PROBLEM TO SOLVE
Beginning at the line that contains "[seg] white flower", reproduce every line to the end of the material without changing any of them.

PROVIDED INFORMATION
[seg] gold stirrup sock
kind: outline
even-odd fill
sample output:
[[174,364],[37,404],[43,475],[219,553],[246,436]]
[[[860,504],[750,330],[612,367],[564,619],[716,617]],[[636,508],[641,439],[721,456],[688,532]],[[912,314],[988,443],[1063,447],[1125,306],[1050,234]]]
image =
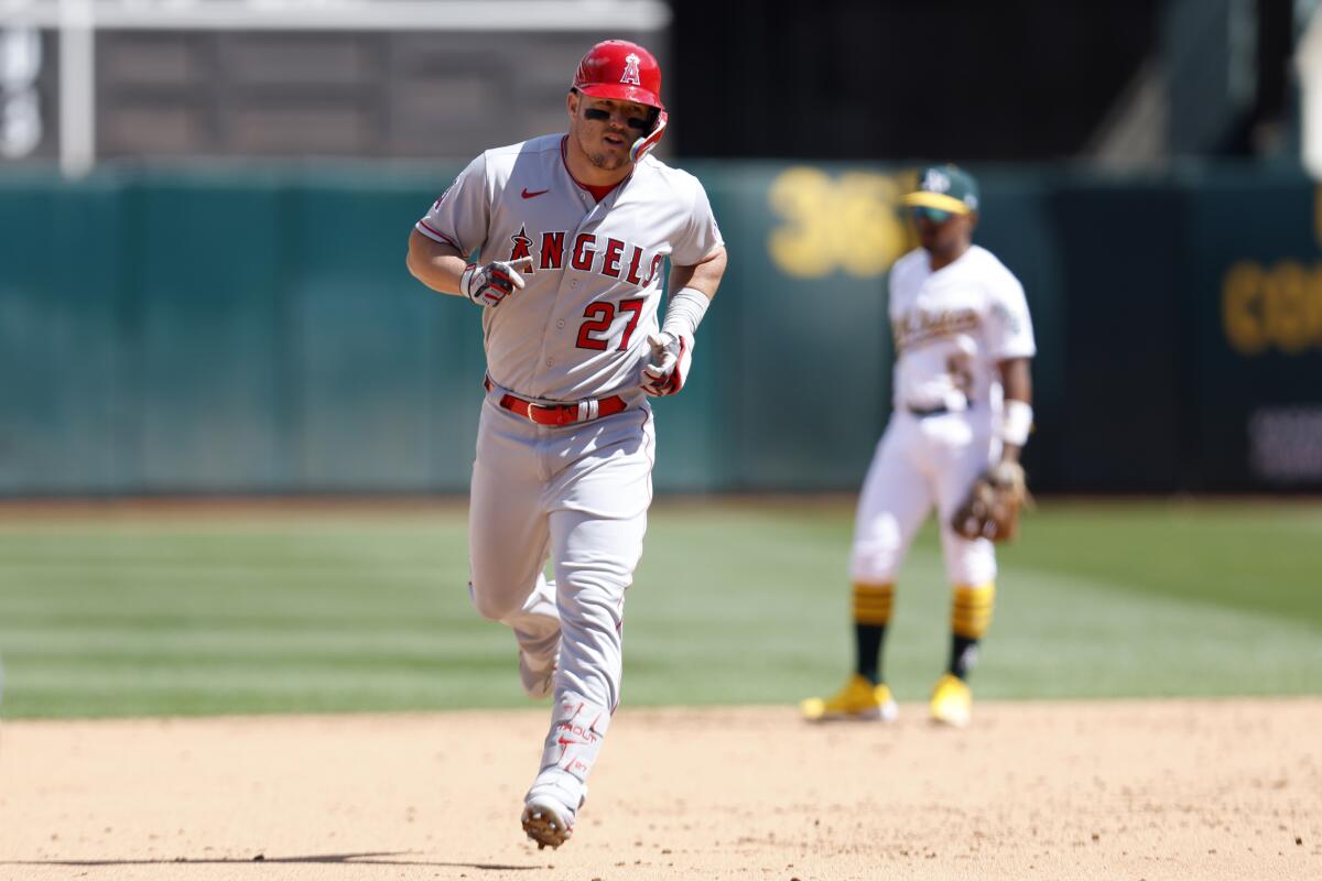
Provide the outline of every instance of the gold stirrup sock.
[[895,605],[894,584],[854,585],[854,623],[884,627]]
[[951,633],[965,639],[981,639],[992,626],[995,584],[957,584],[951,602]]

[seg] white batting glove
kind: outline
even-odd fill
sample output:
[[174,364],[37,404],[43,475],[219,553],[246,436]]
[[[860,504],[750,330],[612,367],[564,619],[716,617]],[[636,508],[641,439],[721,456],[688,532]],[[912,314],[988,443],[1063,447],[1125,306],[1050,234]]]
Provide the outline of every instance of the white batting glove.
[[527,269],[533,258],[496,260],[486,265],[469,263],[459,277],[459,289],[480,306],[498,306],[505,297],[521,291],[526,284],[517,269]]
[[648,343],[652,363],[642,369],[642,391],[653,398],[676,394],[693,366],[693,338],[662,330],[648,334]]

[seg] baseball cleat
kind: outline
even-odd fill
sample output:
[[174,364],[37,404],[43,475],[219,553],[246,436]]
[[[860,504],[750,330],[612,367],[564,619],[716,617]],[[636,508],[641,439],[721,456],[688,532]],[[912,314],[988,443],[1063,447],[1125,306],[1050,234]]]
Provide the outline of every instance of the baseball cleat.
[[899,708],[886,683],[874,686],[867,676],[854,674],[837,695],[809,697],[798,704],[798,712],[810,722],[892,722]]
[[524,831],[537,841],[537,849],[553,851],[574,835],[574,812],[549,795],[529,793],[524,804]]
[[932,721],[965,728],[973,715],[973,693],[953,674],[945,674],[932,689]]
[[533,699],[542,699],[551,693],[555,684],[555,662],[551,658],[545,667],[530,663],[527,652],[518,650],[518,680],[524,686],[524,693]]

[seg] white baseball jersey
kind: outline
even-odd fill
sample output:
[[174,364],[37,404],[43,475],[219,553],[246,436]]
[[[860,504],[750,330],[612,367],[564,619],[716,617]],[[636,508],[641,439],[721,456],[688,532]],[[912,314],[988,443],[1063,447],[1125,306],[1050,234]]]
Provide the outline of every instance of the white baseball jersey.
[[[701,263],[722,240],[693,176],[648,156],[598,202],[570,176],[564,143],[551,135],[486,151],[416,230],[481,263],[533,258],[526,287],[483,309],[494,386],[469,493],[469,590],[484,617],[514,630],[521,670],[554,668],[534,789],[561,793],[572,810],[620,700],[624,593],[652,502],[654,427],[639,383],[662,265]],[[506,405],[506,391],[627,405],[537,424]]]
[[1023,285],[977,244],[936,272],[929,260],[917,248],[891,268],[895,408],[998,412],[997,362],[1036,353]]
[[564,137],[486,151],[416,227],[481,263],[534,259],[483,326],[492,379],[549,400],[636,387],[665,258],[694,265],[722,244],[695,177],[646,156],[596,202],[570,176]]
[[951,516],[1001,456],[997,362],[1035,353],[1023,287],[976,244],[936,272],[917,248],[891,267],[890,317],[895,413],[859,494],[851,577],[892,584],[935,506],[951,582],[988,584],[997,575],[995,549],[957,535]]

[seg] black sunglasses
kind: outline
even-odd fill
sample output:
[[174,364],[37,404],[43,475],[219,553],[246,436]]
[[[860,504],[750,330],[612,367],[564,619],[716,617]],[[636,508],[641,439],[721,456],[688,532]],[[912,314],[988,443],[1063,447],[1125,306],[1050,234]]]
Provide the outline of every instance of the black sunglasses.
[[[607,122],[611,119],[611,114],[598,107],[586,107],[583,110],[583,116],[586,116],[587,119],[599,119],[602,122]],[[624,120],[624,124],[628,125],[629,128],[636,128],[640,132],[645,132],[648,129],[648,120],[641,119],[639,116],[627,118]]]

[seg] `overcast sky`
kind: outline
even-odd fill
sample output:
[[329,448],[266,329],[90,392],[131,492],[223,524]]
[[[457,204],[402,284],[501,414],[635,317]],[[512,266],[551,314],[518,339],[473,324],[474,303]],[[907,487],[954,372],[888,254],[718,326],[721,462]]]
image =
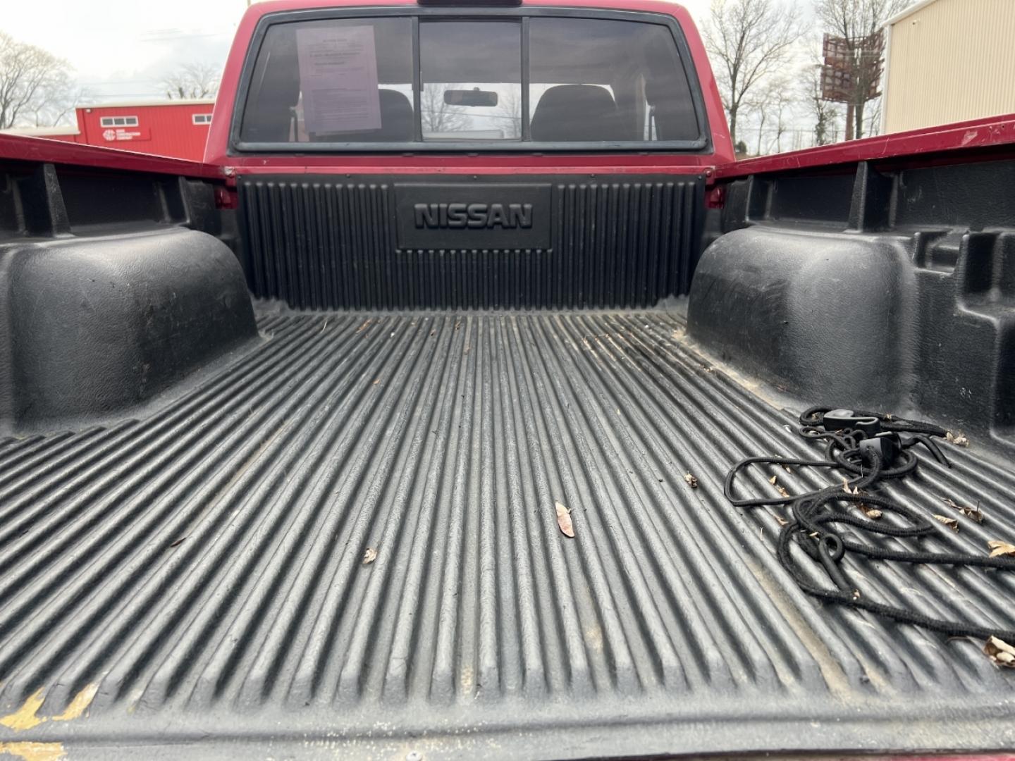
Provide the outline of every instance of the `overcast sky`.
[[[0,30],[63,56],[94,100],[161,95],[181,62],[221,66],[247,0],[2,0]],[[684,0],[696,21],[708,0]],[[699,21],[700,22],[700,21]]]

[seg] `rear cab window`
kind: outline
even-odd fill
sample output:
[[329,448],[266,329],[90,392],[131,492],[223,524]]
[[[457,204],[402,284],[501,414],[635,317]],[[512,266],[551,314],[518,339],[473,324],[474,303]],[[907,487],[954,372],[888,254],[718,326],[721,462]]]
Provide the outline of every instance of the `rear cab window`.
[[397,10],[266,16],[232,148],[708,148],[686,44],[668,16]]

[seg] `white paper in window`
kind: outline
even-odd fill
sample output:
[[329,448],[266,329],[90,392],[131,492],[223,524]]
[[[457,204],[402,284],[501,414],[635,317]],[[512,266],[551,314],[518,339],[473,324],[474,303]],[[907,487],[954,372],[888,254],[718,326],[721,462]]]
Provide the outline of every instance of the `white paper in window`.
[[311,134],[381,128],[373,26],[296,31],[303,124]]

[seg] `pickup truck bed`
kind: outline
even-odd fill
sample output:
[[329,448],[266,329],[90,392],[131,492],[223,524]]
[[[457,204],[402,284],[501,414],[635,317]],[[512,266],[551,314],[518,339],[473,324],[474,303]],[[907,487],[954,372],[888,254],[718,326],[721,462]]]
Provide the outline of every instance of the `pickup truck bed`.
[[[822,607],[774,556],[784,510],[723,496],[735,461],[814,448],[788,427],[805,403],[696,349],[684,303],[257,307],[256,345],[150,414],[0,443],[2,692],[45,699],[22,719],[88,704],[59,727],[75,757],[1011,742],[980,643]],[[945,447],[950,470],[923,458],[887,491],[980,505],[938,549],[1015,535],[1015,477]],[[1003,623],[1015,592],[847,562],[943,617]]]

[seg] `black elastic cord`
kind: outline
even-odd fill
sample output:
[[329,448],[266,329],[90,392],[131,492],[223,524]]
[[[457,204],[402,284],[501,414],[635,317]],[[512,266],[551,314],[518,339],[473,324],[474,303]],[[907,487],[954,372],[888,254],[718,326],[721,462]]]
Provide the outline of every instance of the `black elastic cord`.
[[[867,600],[863,592],[850,581],[840,563],[841,558],[849,553],[874,560],[1004,570],[1015,570],[1015,560],[1008,557],[992,558],[987,555],[965,553],[892,550],[864,544],[842,536],[836,530],[837,526],[851,526],[868,534],[885,537],[921,539],[936,536],[938,532],[943,531],[942,527],[930,521],[925,514],[890,497],[860,492],[868,487],[876,486],[882,479],[902,478],[916,471],[919,459],[912,447],[918,443],[923,444],[942,465],[949,467],[950,465],[944,453],[931,438],[932,436],[945,436],[947,431],[944,428],[919,420],[894,418],[881,413],[855,412],[858,417],[877,418],[882,430],[890,431],[893,435],[912,434],[907,439],[896,437],[898,444],[895,462],[891,463],[890,467],[885,467],[877,451],[867,451],[866,453],[861,451],[861,441],[866,437],[862,430],[830,431],[824,429],[824,414],[831,409],[833,408],[812,407],[800,416],[800,423],[803,427],[799,432],[802,436],[815,441],[826,441],[824,460],[782,457],[746,458],[733,466],[727,473],[723,484],[726,498],[738,507],[791,505],[793,514],[779,534],[776,555],[783,567],[789,571],[800,589],[809,595],[826,602],[870,611],[895,621],[915,624],[951,636],[974,636],[986,639],[994,635],[1006,641],[1015,642],[1015,630],[980,626],[965,621],[946,621],[925,616],[906,608],[877,603]],[[754,465],[831,468],[850,473],[854,478],[853,480],[845,479],[844,483],[830,484],[815,491],[788,497],[736,497],[733,487],[737,475]],[[879,509],[882,513],[890,512],[902,525],[882,523],[866,515],[862,517],[855,512],[845,512],[841,507],[843,503],[848,505],[862,503],[870,509]],[[834,584],[834,589],[818,586],[810,581],[793,557],[791,550],[794,546],[803,550],[808,557],[820,565],[825,575]]]

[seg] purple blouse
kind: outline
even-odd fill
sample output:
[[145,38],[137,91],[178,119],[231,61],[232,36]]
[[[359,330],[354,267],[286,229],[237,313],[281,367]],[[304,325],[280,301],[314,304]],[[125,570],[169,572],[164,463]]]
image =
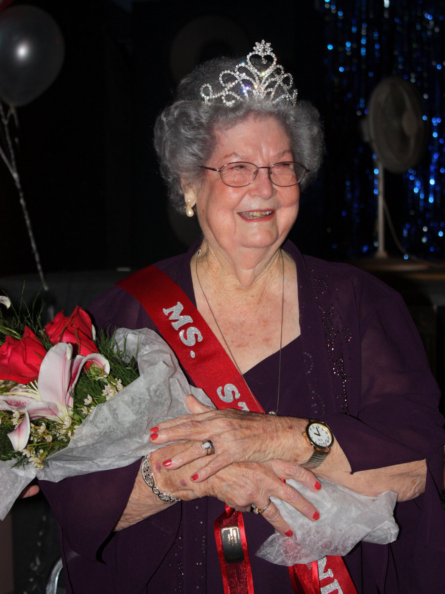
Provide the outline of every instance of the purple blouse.
[[[158,267],[195,302],[186,254]],[[353,472],[426,459],[423,495],[399,503],[401,530],[390,545],[360,543],[344,557],[359,594],[438,592],[445,554],[439,499],[443,419],[420,339],[400,296],[354,267],[284,249],[298,274],[301,336],[282,349],[278,414],[312,417],[332,429]],[[113,286],[91,304],[98,327],[157,330],[145,310]],[[255,320],[252,320],[255,323]],[[266,410],[276,407],[278,356],[244,374]],[[113,532],[139,462],[123,468],[41,481],[59,526],[68,593],[223,594],[213,522],[214,498],[181,502]],[[244,514],[255,591],[293,592],[288,570],[255,555],[273,529]]]

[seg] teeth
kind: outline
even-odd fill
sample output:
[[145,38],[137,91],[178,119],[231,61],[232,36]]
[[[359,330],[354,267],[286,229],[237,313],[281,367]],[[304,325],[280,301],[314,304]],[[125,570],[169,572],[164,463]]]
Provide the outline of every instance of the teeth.
[[240,213],[245,219],[261,219],[272,214],[272,210],[251,210],[248,213]]

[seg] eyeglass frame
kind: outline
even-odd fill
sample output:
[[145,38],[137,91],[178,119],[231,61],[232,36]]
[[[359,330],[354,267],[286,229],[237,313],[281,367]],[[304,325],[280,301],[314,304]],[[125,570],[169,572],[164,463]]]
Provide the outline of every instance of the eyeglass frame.
[[[253,165],[253,166],[255,168],[255,175],[253,176],[253,179],[251,179],[250,182],[247,182],[247,184],[243,184],[243,185],[240,185],[240,186],[233,186],[233,185],[230,185],[230,184],[226,183],[226,182],[225,182],[224,181],[224,179],[223,179],[223,174],[222,174],[221,172],[223,171],[223,169],[225,167],[227,166],[227,165],[235,165],[237,163],[247,163],[249,165]],[[298,179],[298,181],[297,182],[295,182],[295,184],[291,184],[290,185],[282,186],[282,185],[280,185],[279,184],[275,184],[275,182],[272,181],[272,178],[271,178],[271,169],[272,169],[272,167],[275,167],[275,165],[282,165],[284,163],[294,163],[296,165],[300,165],[300,167],[302,167],[303,168],[303,169],[304,170],[304,171],[303,172],[303,175],[301,176],[301,177],[300,178],[300,179]],[[262,166],[261,167],[258,167],[258,165],[256,165],[255,163],[250,163],[249,161],[231,161],[230,163],[225,163],[224,165],[222,165],[218,169],[215,169],[214,167],[206,167],[205,165],[199,165],[199,167],[201,169],[208,169],[209,171],[217,171],[217,172],[218,172],[219,173],[219,174],[220,174],[220,177],[221,178],[221,181],[223,182],[223,183],[224,184],[224,185],[227,185],[229,188],[245,188],[246,186],[248,186],[248,185],[250,185],[250,184],[253,184],[253,182],[255,181],[255,179],[256,179],[256,176],[257,176],[257,175],[258,173],[258,170],[259,169],[269,169],[269,171],[268,172],[268,177],[270,179],[271,183],[273,184],[274,185],[278,186],[279,188],[292,188],[294,185],[298,185],[298,184],[301,183],[301,182],[302,181],[303,178],[306,175],[306,173],[309,173],[310,172],[310,169],[308,169],[307,168],[306,168],[303,165],[302,163],[298,163],[297,161],[279,161],[278,163],[274,163],[272,165],[269,165],[268,167],[266,166],[265,166],[265,165]]]

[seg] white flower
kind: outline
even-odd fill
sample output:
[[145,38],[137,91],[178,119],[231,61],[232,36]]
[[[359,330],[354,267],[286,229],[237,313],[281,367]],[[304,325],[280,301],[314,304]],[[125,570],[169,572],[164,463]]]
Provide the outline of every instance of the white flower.
[[7,309],[11,307],[11,301],[5,295],[0,295],[0,303],[2,303],[4,305],[6,306]]
[[46,425],[45,425],[44,423],[42,423],[40,426],[38,428],[37,432],[39,435],[42,435],[43,432],[46,430]]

REPLY
[seg] white flower
kind: outline
even-odd fill
sample output:
[[145,38],[137,91],[178,119],[231,61],[232,36]]
[[[359,330],[354,267],[286,229],[237,313],[281,367]],[[304,325],[280,301],[314,304]],[[125,570],[169,572],[164,463]]]
Provide the outline of every instance of the white flower.
[[7,309],[11,307],[11,301],[5,295],[0,295],[0,303],[2,303],[4,305],[6,306]]
[[46,425],[45,425],[44,423],[42,423],[40,426],[38,428],[37,432],[39,435],[42,435],[43,432],[46,430]]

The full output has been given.